### DO THIS
The data below should be printed in full, exactly, and without any of its images.

### EXERCISE INPUTS
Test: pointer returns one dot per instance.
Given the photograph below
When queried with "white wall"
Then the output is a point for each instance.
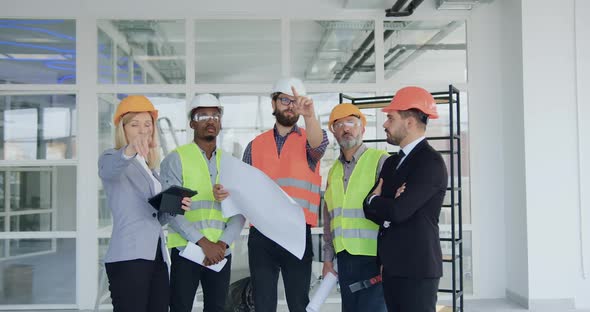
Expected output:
(486, 152)
(513, 140)
(582, 28)
(550, 120)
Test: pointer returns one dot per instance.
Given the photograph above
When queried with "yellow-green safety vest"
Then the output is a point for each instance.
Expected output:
(351, 231)
(206, 215)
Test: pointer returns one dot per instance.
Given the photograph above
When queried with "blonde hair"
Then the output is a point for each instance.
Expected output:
(153, 159)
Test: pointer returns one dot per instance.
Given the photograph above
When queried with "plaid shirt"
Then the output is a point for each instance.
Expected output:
(313, 154)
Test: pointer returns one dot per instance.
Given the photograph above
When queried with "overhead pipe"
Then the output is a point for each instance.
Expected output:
(354, 57)
(394, 57)
(365, 57)
(394, 11)
(449, 28)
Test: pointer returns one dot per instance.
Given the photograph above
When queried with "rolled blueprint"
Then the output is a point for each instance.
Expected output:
(328, 283)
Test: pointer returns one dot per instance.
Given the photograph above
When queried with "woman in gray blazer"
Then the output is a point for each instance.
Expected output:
(136, 260)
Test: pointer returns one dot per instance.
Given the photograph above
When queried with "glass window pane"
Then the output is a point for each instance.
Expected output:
(2, 198)
(446, 280)
(171, 125)
(141, 52)
(333, 51)
(38, 271)
(37, 51)
(30, 190)
(425, 52)
(237, 51)
(40, 199)
(38, 127)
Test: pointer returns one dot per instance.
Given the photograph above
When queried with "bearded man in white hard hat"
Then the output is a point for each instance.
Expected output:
(196, 166)
(291, 157)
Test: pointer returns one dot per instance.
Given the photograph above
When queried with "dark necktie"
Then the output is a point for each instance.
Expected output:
(398, 158)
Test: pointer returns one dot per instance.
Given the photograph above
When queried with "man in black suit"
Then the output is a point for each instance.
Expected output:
(406, 203)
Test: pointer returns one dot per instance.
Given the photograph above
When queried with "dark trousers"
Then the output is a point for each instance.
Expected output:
(266, 259)
(410, 294)
(352, 269)
(185, 276)
(139, 285)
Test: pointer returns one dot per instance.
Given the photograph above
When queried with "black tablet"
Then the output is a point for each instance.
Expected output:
(170, 200)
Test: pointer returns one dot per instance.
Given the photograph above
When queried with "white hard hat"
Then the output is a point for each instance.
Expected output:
(205, 100)
(284, 85)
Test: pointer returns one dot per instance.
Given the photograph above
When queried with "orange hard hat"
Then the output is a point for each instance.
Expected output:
(135, 104)
(413, 97)
(344, 110)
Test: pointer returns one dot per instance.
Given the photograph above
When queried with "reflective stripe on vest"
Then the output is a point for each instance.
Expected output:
(351, 231)
(290, 170)
(205, 212)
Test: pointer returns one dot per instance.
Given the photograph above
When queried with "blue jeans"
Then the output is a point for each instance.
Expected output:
(352, 269)
(266, 259)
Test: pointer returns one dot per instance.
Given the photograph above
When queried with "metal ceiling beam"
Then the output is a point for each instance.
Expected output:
(445, 31)
(395, 10)
(121, 41)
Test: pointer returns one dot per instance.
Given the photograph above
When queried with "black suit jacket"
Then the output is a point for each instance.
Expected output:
(410, 246)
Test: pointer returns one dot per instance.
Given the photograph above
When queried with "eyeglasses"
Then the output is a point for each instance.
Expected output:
(205, 117)
(286, 101)
(348, 123)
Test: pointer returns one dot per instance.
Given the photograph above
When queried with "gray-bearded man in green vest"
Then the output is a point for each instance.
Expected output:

### TASK SOLUTION
Test: pointer returns one dot per instance.
Given the photograph below
When queried with "white wall"
Then the output is a point for each instance.
Expected output:
(486, 152)
(513, 140)
(582, 28)
(550, 120)
Test: pointer returns one dot per instance.
Given the photograph above
When queried with "yellow-green safety vest"
Then the output is a point for each instance.
Expected output:
(351, 231)
(206, 215)
Test: pointer returns one dot per instance.
Given the photograph above
When queried with "blonde hair"
Then the output is a point for each instance.
Expected output:
(153, 159)
Test: pointer returns one dot per instance.
Given the photograph above
When queried with "plaid shirt"
Then the output is a point for each instance.
Expected output:
(313, 154)
Test: pointer returns one dot per instance.
Given the photograph above
When queried with "overhead pipe"
Then the output is a point for each instance.
Expected output:
(354, 57)
(394, 57)
(365, 57)
(394, 11)
(449, 28)
Test: pointer returns one dot per instance.
Given the photograph above
When queried with "rolled blueprint"
Then the output is a point for each instance.
Expected output:
(328, 283)
Test: pointer returns one dot per instance.
Given the photograph above
When queried with "woman in gray blazer"
Then the output is a point for each instance.
Expected output:
(136, 260)
Test: pointer returns one dot per instance.
Given the photograph above
When queried with "glass window pane"
Then the output is a point for each instance.
Expected output:
(2, 198)
(446, 280)
(171, 125)
(141, 52)
(333, 51)
(38, 271)
(37, 51)
(30, 190)
(425, 52)
(237, 51)
(40, 199)
(38, 127)
Test: pointer returns one dot per instance.
Given the photograph above
When queried with "bearded man in white hard hat"
Then the output is a point for each instance.
Expected output:
(196, 166)
(291, 157)
Test: pointer returns one dot per instance.
Given the photograph above
When queried with "dark necktie"
Then the output is a point for each instance.
Expected output:
(398, 158)
Test: pointer returns one dot per instance.
Given the photograph above
When queried with "man in black suit"
Then the output is a point for each instance.
Expected output:
(406, 203)
Test: pointer returns one dot per instance.
Given the photograph above
When queried with "dark trousers"
Then the output is a point for each instance.
Expected output:
(266, 259)
(410, 294)
(352, 269)
(185, 276)
(139, 285)
Test: pointer returns one dot per instance.
Given the photograph above
When queried with "black tablet"
Then the output is a point for each instance.
Expected output:
(170, 200)
Test: pointer returns one dot per instance.
Given the photograph above
When queried with "white hard hat"
Then the output is a point for each instance.
Expected output:
(205, 100)
(284, 85)
Test: pointer returns one dot per instance.
Given the photograph above
When queried with "orange hard hat"
Then the output is a point for each instance.
Expected output:
(135, 104)
(413, 97)
(344, 110)
Test: pointer returns one dot per instance.
Given the photograph above
When queried with "reflective stripe on vest"
Then the output is a point for each instance.
Expected output:
(351, 231)
(290, 170)
(205, 212)
Test: pointer returns one dot per instance.
Given the photograph above
When queried with "blue jeans"
Then the output is a point for each instance.
Expected output:
(352, 269)
(266, 259)
Test: pointer returns one dot per instance.
Given the photograph above
When queried with "metal ceiling beam"
Then the output is a point for each instance.
Expected output:
(445, 31)
(395, 10)
(121, 41)
Test: pointer returns one dot per instance.
Given the photograph above
When queried with "black suit jacket"
Then the output is a point for each instance.
Expected output:
(410, 246)
Test: pointer returns one dot per instance.
Given the photograph above
When queried with "eyeglasses"
Then the output is a point for each instance.
Expected output:
(205, 117)
(286, 101)
(348, 123)
Test: pointer returns one dot per instance.
Given the photograph above
When queried with "gray-bearded man in green vest"
Then the output is a point for each instance.
Expected output:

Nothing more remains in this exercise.